Supplied data -
--- START ---
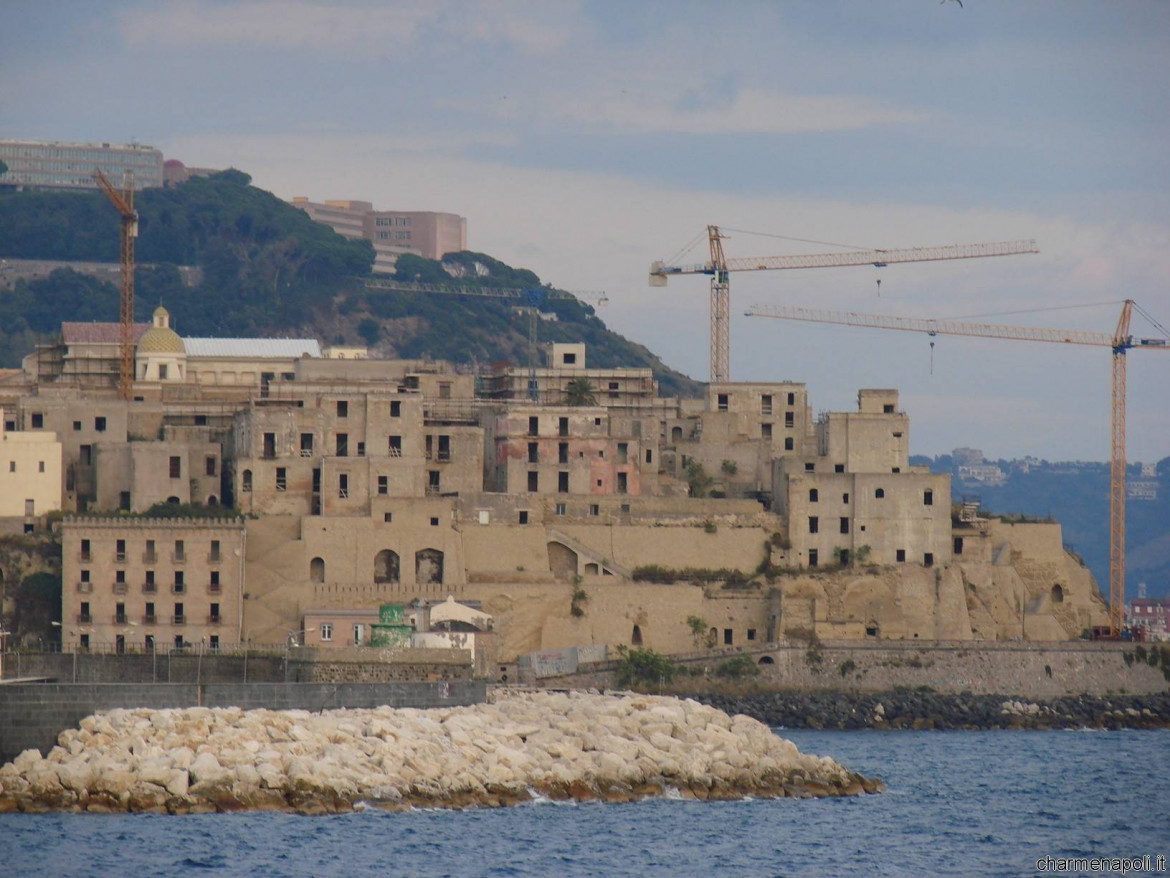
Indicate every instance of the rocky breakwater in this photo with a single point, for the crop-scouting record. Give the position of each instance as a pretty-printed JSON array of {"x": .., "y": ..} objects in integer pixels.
[{"x": 521, "y": 745}]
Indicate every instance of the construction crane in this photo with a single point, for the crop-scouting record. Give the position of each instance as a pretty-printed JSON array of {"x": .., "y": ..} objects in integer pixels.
[
  {"x": 720, "y": 267},
  {"x": 124, "y": 203},
  {"x": 1120, "y": 342}
]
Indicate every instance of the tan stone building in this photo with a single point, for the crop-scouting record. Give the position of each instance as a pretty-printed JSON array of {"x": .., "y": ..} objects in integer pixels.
[{"x": 142, "y": 584}]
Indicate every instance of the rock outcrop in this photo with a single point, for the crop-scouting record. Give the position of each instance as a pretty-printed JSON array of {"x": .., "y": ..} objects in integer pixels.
[{"x": 522, "y": 745}]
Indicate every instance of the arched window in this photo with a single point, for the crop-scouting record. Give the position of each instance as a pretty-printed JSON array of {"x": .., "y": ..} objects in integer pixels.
[
  {"x": 428, "y": 567},
  {"x": 385, "y": 566}
]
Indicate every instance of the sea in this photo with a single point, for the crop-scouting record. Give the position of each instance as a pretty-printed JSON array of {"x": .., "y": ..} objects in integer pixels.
[{"x": 964, "y": 803}]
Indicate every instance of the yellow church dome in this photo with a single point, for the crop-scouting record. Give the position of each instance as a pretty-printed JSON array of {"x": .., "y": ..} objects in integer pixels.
[{"x": 160, "y": 338}]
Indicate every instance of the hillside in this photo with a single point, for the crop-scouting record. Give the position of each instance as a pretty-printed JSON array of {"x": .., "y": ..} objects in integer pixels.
[
  {"x": 268, "y": 269},
  {"x": 1078, "y": 496}
]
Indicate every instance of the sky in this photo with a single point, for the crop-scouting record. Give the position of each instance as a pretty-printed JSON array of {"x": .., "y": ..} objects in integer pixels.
[{"x": 586, "y": 139}]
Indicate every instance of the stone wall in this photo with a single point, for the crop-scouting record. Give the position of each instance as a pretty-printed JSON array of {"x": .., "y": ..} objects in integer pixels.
[
  {"x": 314, "y": 666},
  {"x": 32, "y": 715},
  {"x": 1033, "y": 672}
]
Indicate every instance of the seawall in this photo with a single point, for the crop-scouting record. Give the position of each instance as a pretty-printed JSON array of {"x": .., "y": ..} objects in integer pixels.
[{"x": 32, "y": 715}]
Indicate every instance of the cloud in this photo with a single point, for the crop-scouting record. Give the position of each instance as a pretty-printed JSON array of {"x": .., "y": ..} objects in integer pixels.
[{"x": 377, "y": 29}]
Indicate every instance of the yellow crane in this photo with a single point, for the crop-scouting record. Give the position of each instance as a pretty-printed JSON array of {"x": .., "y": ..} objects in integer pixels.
[
  {"x": 1120, "y": 342},
  {"x": 124, "y": 203},
  {"x": 720, "y": 267}
]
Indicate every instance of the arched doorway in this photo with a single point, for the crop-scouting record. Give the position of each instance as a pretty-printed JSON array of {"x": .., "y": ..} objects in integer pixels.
[
  {"x": 428, "y": 567},
  {"x": 386, "y": 567}
]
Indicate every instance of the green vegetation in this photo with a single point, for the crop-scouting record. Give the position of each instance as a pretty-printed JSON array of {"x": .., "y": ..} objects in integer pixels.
[
  {"x": 267, "y": 269},
  {"x": 639, "y": 666},
  {"x": 579, "y": 392}
]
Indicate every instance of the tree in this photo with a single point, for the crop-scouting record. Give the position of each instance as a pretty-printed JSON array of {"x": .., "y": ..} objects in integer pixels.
[{"x": 579, "y": 392}]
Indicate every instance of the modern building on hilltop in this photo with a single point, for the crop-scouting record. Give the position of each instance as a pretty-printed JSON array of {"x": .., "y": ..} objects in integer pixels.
[
  {"x": 55, "y": 164},
  {"x": 424, "y": 233}
]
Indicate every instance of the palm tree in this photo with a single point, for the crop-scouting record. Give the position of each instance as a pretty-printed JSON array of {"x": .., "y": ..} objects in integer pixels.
[{"x": 579, "y": 392}]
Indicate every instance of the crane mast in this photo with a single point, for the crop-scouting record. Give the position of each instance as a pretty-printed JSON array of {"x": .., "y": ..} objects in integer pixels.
[
  {"x": 720, "y": 269},
  {"x": 1120, "y": 342},
  {"x": 124, "y": 203}
]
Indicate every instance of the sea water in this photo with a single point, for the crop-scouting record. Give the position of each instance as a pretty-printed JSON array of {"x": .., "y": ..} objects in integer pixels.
--- END ---
Work instructions - Please reproduce the whole listing exactly; the pictures stay out.

Written solution -
Indicate every instance of the rocky breakwater in this photo with a single point, for the crop-scouting record. Give the position of each instance as a pretty-printed JSON array of {"x": .., "y": ..} objects in integer pixels.
[{"x": 521, "y": 745}]
Indicate every instance of the construction crane in this photo with a single point, for the crop-scouting record. Give the position of each instance as a pretty-printed JSON array of {"x": .., "y": ..} objects in integer pixels.
[
  {"x": 720, "y": 267},
  {"x": 124, "y": 203},
  {"x": 1120, "y": 342}
]
Indicate every instance of the tan stone building in this photo with a single point, for the crop-scouting record. Give the position of each instance as a pretty-printed JSON array of {"x": .., "y": ..} objects in integer pixels.
[{"x": 142, "y": 584}]
Indicate every instance of the rock outcrop in this photo with a single point, for the crop-scouting record. Give the position of each instance as a pretty-printed JSON array of {"x": .., "y": ..} objects in integer pixels.
[{"x": 522, "y": 745}]
Indicate every instance of the arched window in this photo with a single point, for the crop-scouting record. Give the position of each instance as a pretty-printed JSON array of {"x": .., "y": ..} objects in integer pixels.
[
  {"x": 428, "y": 567},
  {"x": 385, "y": 566}
]
Indicate every instance of the sea in this photo with a single point, for the crop-scouting record. Give the position of each instance as a pretty-printed JSON array of {"x": .., "y": ..} objects in integer pixels.
[{"x": 964, "y": 803}]
Indicate every instance of the yellow church dome in this photo with a single point, for the crop-scouting record. Give the position of each instance as a pretty-printed JSON array of {"x": .., "y": ..} objects in integer pixels.
[{"x": 160, "y": 338}]
Indicate every instance of the hillside in this photo with a single point, for the crop-scouting record. Give the position of each instance as a pretty-printed JSON array of {"x": .., "y": ..} objects in integer pixels.
[
  {"x": 268, "y": 269},
  {"x": 1078, "y": 496}
]
Indicate every instance of the sky in this photo with a single point, for the crop-scouting record. Give the position of each instance as a pretty-printed JSON array of {"x": .., "y": ..} objects in integer pixels.
[{"x": 586, "y": 139}]
Indicate every instance of the stone wall in this photo with a single point, for the crop-scouting record. Give the position of each instance as a pretty-printed JSON array of {"x": .., "y": ..} objects in integer pixels.
[
  {"x": 314, "y": 666},
  {"x": 32, "y": 715},
  {"x": 1033, "y": 672}
]
Indicate every instance of the seawall in this photo with a single point, for the crop-scouting record. Give the position of each instance as a pretty-printed JSON array of {"x": .., "y": ..} objects in integer pixels.
[{"x": 32, "y": 715}]
Indicate every instance of the cloud in this photo with a single point, for the crop-scouting record. Give the position of each instance as a pretty-printed JSON array of {"x": .., "y": ..} objects in integer pixels.
[{"x": 377, "y": 29}]
Indicate every instance of the yellow crane in this photo with a single point, for the crop-scouting record. Give the position of each instance as a pretty-printed JSON array of {"x": .., "y": ..} objects in integer pixels.
[
  {"x": 1120, "y": 342},
  {"x": 124, "y": 203},
  {"x": 720, "y": 267}
]
Indicate every instance of the arched doorway in this photo with a single point, for the crop-scouting record. Give the position of each instance as a pretty-printed JSON array of {"x": .., "y": ..} objects in integer pixels.
[
  {"x": 428, "y": 567},
  {"x": 386, "y": 567}
]
Indicate every instance of the green vegetation in this photo with a single point, for the crop-scouting record. Give the position of each instance as a pretty-printed JSON array of {"x": .., "y": ..} objects in integer pixels.
[
  {"x": 267, "y": 269},
  {"x": 639, "y": 666},
  {"x": 579, "y": 392}
]
Indicate every instance of the tree in this photo with a single point, for the crop-scouting record. Give the position of each instance as a pretty-printed JSON array of {"x": .., "y": ..} objects in integer pixels.
[{"x": 579, "y": 392}]
Indicate every instance of the modern building on hilltop in this photo with a single point, for the crop-scouting record. Give the position of each instance as a pretty-printed JSON array of {"x": .., "y": ..} objects in integer pixels.
[
  {"x": 55, "y": 164},
  {"x": 424, "y": 233}
]
Indicate every instance of the palm tree in this photo with a single point, for the crop-scouting record. Give the position of each instance as a pretty-printed JSON array of {"x": .., "y": ..} objects in integer pixels.
[{"x": 579, "y": 392}]
Indicate every instance of the crane mast in this photo with a single point, for the crop-scouting record. Give the position of each instance as a pretty-printed JSON array of {"x": .., "y": ..} objects in integer pixels.
[
  {"x": 720, "y": 269},
  {"x": 1120, "y": 342},
  {"x": 124, "y": 203}
]
Indicate every instance of the sea water in this photo with a single point, for the crop-scouting record. Give the position of each instance as a pretty-printed JSON array of {"x": .., "y": ..} objects in integer pixels.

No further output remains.